Job: Return only the lines starting at the line that contains "Task: annotate the metal" and ending with the final line of the listing; include both endpoints.

Location annotation dataset excerpts
* begin *
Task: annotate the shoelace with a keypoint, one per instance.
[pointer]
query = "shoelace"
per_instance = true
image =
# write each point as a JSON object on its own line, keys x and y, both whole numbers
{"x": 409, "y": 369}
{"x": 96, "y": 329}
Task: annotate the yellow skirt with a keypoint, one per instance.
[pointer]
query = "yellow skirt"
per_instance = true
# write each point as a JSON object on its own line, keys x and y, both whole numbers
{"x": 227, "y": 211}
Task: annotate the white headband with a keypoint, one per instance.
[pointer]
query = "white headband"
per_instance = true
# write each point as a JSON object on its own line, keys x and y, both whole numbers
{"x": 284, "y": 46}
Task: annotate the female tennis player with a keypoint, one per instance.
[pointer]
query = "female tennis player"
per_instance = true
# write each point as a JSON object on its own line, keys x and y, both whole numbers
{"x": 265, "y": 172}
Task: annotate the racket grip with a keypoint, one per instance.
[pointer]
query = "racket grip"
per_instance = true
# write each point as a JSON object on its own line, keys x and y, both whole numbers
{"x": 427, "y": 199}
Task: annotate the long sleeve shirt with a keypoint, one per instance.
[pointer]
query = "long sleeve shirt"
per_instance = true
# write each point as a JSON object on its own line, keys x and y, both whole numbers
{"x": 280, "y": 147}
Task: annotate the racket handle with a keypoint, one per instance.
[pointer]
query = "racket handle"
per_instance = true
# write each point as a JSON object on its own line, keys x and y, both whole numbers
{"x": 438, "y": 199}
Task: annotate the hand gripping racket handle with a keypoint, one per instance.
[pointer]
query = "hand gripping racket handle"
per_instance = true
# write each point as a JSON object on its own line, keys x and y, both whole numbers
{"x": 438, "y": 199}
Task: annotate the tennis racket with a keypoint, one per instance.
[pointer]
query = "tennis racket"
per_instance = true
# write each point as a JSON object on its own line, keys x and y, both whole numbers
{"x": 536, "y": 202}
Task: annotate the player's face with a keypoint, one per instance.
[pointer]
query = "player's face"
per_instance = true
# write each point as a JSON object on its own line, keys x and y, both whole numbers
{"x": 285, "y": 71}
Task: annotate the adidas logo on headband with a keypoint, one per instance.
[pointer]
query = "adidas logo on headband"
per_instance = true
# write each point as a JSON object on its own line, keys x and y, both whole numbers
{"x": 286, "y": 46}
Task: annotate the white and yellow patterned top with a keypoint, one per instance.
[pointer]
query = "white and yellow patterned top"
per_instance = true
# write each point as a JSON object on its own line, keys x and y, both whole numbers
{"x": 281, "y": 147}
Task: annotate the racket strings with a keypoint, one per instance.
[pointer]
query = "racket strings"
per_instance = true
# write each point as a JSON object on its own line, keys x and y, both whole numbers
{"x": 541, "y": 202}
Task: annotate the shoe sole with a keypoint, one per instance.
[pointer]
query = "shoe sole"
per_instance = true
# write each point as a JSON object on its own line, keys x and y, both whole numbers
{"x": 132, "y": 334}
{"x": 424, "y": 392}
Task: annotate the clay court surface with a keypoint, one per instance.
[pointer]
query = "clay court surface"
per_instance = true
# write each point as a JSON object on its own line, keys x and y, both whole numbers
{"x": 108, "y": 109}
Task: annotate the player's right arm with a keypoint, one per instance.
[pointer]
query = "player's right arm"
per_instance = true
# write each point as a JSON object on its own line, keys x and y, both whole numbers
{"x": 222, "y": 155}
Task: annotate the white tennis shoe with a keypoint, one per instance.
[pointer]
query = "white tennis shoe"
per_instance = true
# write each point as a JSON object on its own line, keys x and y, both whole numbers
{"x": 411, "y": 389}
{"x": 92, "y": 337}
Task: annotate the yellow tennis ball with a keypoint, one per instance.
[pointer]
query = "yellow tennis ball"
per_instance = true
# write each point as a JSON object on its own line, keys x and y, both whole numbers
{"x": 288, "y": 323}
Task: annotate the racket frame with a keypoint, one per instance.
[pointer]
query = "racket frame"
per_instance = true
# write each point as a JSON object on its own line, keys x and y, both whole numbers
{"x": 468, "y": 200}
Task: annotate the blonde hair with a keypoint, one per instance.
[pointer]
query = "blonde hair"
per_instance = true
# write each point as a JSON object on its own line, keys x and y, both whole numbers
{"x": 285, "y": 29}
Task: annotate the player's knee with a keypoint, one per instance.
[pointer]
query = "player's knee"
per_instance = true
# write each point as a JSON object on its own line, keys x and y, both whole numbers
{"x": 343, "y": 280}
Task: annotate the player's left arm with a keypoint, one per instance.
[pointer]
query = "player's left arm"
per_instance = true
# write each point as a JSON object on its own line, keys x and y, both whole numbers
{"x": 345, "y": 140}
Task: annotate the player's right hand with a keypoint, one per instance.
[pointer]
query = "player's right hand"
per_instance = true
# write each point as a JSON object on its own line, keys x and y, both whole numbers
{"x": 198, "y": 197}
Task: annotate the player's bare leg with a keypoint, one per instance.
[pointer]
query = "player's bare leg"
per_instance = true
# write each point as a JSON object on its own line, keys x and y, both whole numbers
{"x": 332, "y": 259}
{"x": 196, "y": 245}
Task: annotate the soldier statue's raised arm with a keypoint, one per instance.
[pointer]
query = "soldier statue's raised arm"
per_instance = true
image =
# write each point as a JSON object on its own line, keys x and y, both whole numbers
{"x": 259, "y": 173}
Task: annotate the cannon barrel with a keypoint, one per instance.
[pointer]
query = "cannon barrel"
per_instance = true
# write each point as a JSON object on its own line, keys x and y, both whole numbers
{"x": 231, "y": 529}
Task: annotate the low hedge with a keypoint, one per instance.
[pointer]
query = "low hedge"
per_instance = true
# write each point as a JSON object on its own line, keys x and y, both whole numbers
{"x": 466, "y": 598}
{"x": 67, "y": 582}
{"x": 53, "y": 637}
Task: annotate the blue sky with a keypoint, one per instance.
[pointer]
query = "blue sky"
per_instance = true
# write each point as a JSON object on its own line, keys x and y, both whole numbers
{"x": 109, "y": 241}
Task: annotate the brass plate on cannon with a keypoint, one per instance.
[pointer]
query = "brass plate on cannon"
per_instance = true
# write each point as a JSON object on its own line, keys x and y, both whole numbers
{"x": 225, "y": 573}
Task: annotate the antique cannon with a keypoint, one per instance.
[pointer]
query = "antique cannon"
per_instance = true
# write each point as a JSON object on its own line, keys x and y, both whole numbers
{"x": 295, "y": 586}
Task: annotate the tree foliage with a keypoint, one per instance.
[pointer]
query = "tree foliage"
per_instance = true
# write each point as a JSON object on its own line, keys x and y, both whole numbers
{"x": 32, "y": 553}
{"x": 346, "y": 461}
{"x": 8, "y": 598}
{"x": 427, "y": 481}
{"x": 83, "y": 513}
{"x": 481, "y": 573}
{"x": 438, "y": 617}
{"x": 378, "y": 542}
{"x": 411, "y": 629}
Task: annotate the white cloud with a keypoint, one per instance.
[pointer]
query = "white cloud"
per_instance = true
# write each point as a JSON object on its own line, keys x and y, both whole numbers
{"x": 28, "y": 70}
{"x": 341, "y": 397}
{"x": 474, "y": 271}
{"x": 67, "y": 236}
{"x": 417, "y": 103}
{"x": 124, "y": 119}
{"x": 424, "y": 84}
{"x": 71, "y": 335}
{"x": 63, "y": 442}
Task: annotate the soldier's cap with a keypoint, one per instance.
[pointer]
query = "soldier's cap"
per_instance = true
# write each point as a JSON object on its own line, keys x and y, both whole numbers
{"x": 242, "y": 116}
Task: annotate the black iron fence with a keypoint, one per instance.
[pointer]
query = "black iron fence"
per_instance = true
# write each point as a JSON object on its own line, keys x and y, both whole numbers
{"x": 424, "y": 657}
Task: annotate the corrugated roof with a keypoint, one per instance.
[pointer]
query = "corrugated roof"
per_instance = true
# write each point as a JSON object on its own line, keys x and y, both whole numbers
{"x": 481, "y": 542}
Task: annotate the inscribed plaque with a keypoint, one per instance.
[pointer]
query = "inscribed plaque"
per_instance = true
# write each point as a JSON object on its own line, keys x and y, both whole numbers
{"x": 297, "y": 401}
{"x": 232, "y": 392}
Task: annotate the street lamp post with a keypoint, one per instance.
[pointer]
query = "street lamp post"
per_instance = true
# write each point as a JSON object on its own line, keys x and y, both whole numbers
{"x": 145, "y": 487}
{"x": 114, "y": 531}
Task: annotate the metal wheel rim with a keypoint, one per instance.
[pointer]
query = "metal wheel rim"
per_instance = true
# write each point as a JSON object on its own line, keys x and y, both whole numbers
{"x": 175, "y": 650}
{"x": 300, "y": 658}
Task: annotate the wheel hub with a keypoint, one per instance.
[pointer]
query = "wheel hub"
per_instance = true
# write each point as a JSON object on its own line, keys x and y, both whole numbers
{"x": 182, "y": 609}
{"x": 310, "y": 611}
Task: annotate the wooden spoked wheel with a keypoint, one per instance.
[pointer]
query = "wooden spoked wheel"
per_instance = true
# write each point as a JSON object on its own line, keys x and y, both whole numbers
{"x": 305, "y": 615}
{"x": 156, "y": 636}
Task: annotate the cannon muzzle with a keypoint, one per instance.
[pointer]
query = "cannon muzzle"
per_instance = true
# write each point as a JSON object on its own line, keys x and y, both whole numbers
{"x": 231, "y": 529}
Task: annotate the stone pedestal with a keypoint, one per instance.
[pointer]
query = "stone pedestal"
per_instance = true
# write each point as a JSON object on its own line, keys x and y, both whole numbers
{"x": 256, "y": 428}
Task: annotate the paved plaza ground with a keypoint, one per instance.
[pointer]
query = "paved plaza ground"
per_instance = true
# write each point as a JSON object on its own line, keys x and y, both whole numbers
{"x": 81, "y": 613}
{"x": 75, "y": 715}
* end *
Written answer:
Task: annotate the metal wheel rim with a keypoint, one per instance.
[pointer]
query = "metal wheel rim"
per_instance = true
# write each point as a JSON object on its own line, keys x and y, both whole numbers
{"x": 175, "y": 650}
{"x": 300, "y": 658}
Task: annotate the wheel hub with a keypoint, one per instance.
[pointer]
query = "wheel hub"
per_instance = true
# write each point as a JSON object on its own line, keys x and y, both whole numbers
{"x": 182, "y": 609}
{"x": 310, "y": 611}
Task: annotate the wooden spoked wheel with a keypoint, one per instance.
[pointer]
query = "wooden spoked wheel"
per_instance = true
# write each point as a JSON object on its own line, keys x and y, both whole numbers
{"x": 305, "y": 615}
{"x": 156, "y": 636}
Task: annotate the cannon muzzle with a keypoint, one per instance.
[pointer]
query = "cannon muzzle"
per_instance = true
# write each point as a JSON object on its own line, keys x and y, both whole numbers
{"x": 231, "y": 529}
Task: annotate the stone pedestal with a keypoint, one per instance.
[pointer]
query = "stone pedestal"
per_instance = true
# write each point as a JSON object on its own line, keys x and y, both whole numbers
{"x": 256, "y": 428}
Task: annotate the paved plaza ground with a keypoint, one per instance.
[pointer]
query = "paved plaza ground"
per_instance = true
# write each point as a JSON object on its own line, keys x and y, both whole numbers
{"x": 81, "y": 613}
{"x": 75, "y": 715}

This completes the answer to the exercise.